*Source material*.
=======

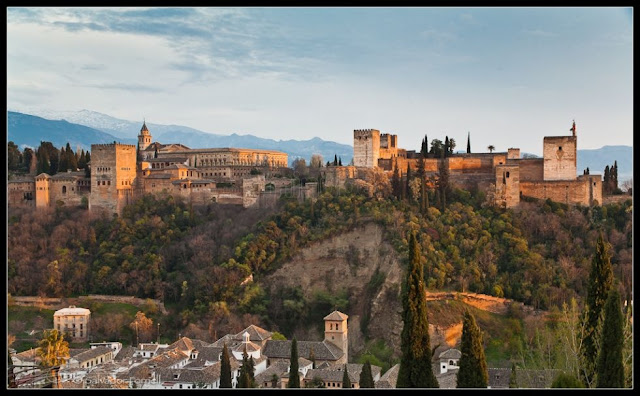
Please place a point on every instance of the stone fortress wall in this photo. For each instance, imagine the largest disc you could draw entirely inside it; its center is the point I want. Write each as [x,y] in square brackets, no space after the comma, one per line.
[122,172]
[507,176]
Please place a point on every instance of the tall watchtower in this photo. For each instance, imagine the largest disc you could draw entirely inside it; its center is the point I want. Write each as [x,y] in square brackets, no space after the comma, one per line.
[144,138]
[560,156]
[366,147]
[336,332]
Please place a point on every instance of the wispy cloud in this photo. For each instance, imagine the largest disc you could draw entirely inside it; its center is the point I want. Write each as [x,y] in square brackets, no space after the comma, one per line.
[539,33]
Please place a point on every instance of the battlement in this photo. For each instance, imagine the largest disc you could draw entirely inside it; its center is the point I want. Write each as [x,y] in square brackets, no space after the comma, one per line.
[111,145]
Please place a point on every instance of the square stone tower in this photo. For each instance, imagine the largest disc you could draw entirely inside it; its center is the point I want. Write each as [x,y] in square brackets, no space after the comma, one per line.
[113,175]
[560,157]
[335,331]
[366,147]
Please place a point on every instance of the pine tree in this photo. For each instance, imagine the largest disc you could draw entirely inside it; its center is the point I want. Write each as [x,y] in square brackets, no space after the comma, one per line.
[610,367]
[415,362]
[366,378]
[513,378]
[294,377]
[346,382]
[473,365]
[395,181]
[600,283]
[225,369]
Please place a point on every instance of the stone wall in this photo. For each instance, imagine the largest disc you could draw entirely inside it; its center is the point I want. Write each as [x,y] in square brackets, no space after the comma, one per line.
[559,154]
[21,193]
[507,185]
[531,169]
[113,175]
[366,147]
[569,192]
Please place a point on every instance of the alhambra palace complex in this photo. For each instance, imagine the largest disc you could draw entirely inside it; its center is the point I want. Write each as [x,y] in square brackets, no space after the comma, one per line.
[121,172]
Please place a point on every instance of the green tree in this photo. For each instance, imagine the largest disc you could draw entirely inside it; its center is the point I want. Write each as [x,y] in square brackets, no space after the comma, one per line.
[294,376]
[312,358]
[473,365]
[513,378]
[14,157]
[565,380]
[366,378]
[246,374]
[395,182]
[225,369]
[415,363]
[610,368]
[600,283]
[346,382]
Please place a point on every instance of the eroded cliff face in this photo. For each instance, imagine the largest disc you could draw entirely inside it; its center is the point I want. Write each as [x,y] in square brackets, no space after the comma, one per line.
[348,262]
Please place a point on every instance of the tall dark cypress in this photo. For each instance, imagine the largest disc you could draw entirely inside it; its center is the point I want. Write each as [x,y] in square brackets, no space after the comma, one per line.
[415,363]
[366,378]
[408,182]
[294,377]
[346,382]
[610,367]
[473,364]
[600,283]
[395,181]
[225,369]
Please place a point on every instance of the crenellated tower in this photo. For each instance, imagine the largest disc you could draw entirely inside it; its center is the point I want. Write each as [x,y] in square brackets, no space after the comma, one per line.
[144,138]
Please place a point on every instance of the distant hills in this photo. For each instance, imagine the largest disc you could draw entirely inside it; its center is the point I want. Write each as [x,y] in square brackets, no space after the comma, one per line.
[85,127]
[25,129]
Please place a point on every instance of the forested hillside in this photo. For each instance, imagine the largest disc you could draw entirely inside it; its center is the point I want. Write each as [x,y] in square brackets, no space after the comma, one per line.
[198,259]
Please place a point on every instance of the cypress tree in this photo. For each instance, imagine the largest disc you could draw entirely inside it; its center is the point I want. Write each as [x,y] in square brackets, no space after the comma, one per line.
[312,358]
[446,146]
[600,283]
[415,363]
[72,160]
[225,369]
[346,382]
[610,367]
[473,365]
[395,181]
[244,376]
[366,378]
[407,184]
[513,378]
[294,377]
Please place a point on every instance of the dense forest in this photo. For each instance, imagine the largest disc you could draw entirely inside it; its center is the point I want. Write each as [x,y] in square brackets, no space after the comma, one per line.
[195,259]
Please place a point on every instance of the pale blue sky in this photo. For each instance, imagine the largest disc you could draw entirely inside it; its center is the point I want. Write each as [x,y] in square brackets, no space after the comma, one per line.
[510,76]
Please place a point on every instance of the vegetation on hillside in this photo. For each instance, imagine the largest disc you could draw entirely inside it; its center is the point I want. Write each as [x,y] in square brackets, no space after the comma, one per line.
[198,259]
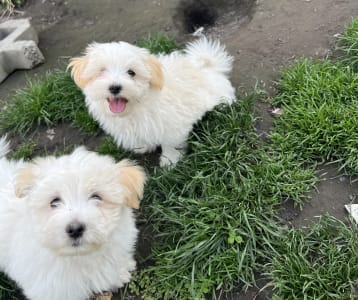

=======

*What to produce*. Output every record above exactly, leaving out the pictures.

*Response below*.
Please place a point on every instance of the stone fortress wall in this photo. For each instance, imagine the largest disc you could draw entirely inside it; its center is the point I want. Write each as [x,y] in square brackets, no space after the comma, one per line.
[122,172]
[507,176]
Please place a point on every instance of the tall watchtower in this photo. For each instance, imagine the largest disc you could draw entirely inside it; its center is the point I want. Write each as [x,y] in square brackets, no space after the comma, one per line.
[144,138]
[560,156]
[366,147]
[336,332]
Please place a point on every instance of the wispy cloud in this photo. For each instance, imagine the largest disc you could draw entirely inside it; its center is the point I want. Write each as [x,y] in square brackets, no space after the comma, one per line.
[539,33]
Please place a point on every instance of the battlement in this photo. For each instance, imagine the largest disc you could draw entirely inside it; its center is the point I want. Write each as [x,y] in square brackets, no space after the comma, one per line.
[111,145]
Please place a point on every instance of the square stone tower in this photo. For each instance, imagine the largest disc you could draw entirely inside it; its center is the point I want. Write each as [x,y] in square brackets, no space after the comma, one per line.
[113,175]
[560,157]
[335,331]
[366,147]
Please place a point on every instance of the pine tree in this photo. For each instance, imagine the largest disc you could draw entirely inside it; its center is the point I want. Write each as [x,y] in square brackets, no space after the comma, one per line.
[610,367]
[415,362]
[366,378]
[513,378]
[294,377]
[346,382]
[473,365]
[395,181]
[600,283]
[225,369]
Please place a point on every instance of the stone wall in this photo. For each instance, imagine the largest disc you could draw entirely inside it; its center is the point I want. Write each as [x,y] in square brackets, no space after the comma, one per line.
[559,154]
[21,193]
[507,185]
[531,169]
[113,175]
[366,147]
[569,192]
Please place a point on every instance of the alhambra palace complex in this photo. For each instance, imagine the largest disc you could draw entirely inside it; its center is the point I want. Write each as [x,y] in square brackets, no space after the comma, one per line.
[121,172]
Please place a point on every instance of the green tree in this photo. For each instance, imagine the largest disc you could draw entirely inside it; its center is the point I want. Write each as [x,y] in square brackets, no space after the comma, one per line.
[294,376]
[312,358]
[473,365]
[513,378]
[14,157]
[565,380]
[366,378]
[246,374]
[395,182]
[225,369]
[415,363]
[610,368]
[600,283]
[346,382]
Please place a point on every instance of the eroded cliff face in this photo. For each instance, imagine the largest disc you could draw entirely inside it; its center is the point I want. Write each as [x,y] in square brackets, no space after the comma, one per line.
[348,262]
Please place a point on every instance of the tall dark cypress in this photo. For each instance, imagine the largest disc you could draw entirely inside it; its center is the point I want. Write each as [x,y] in square brackets, no space after the comma, one per line.
[415,363]
[366,378]
[408,182]
[294,377]
[346,382]
[610,367]
[473,364]
[600,283]
[395,181]
[225,369]
Please place a point on every instance of the crenellated tower in this photo. For each instance, imagine the largest disc you could draw entirely inside it; its center is the point I want. Write each as [x,y] in square brackets, no space after the comma, one per line.
[144,138]
Please place a point on every instance of the distant hills in this photo. For each instance, imagine the largest disc you could draw entirely inside it; its center is the point I want. Write each as [x,y] in square brackets, no space after the comma, one per line.
[85,127]
[25,129]
Please place a point on every instance of the forested hillside in this photo. For each instance, imagine the largest disc you could draw entirely inside it; its center is the point I want. Write each as [x,y] in square brackets, no space after the comma, one per line.
[198,259]
Please place a point on every instance of the cypress tree in this photo. For each instance, imagine the largest disc you could draw entirely inside it; its center is the point I want. Write each as [x,y] in square brackets, no space after the comma, one per line.
[312,358]
[446,146]
[600,283]
[415,363]
[72,160]
[225,369]
[346,382]
[610,367]
[473,365]
[395,181]
[244,376]
[366,378]
[407,184]
[513,378]
[294,377]
Please place a point on every instance of the dense forest in this photo. For each instance, imagine the largest disc you could draw entirely inside it; its center is the point I want. Write each as [x,y] in square brackets, no space after the comma, one per line.
[195,259]
Please place a point on every instance of the pale blue sky in this photo. For each instance, imagine the largest disc you could draw entirely inside it; its center is the point I want. Write each as [x,y] in square brackets, no space after the comma, one per line.
[510,76]
Please place a point on every instance of the vegetation on hillside in this photo. For each instance, imagine the largest disc you could draw entirely inside it; its center is the point I want. Write each as [x,y] in square brackets, no space after the comma, one per line.
[198,259]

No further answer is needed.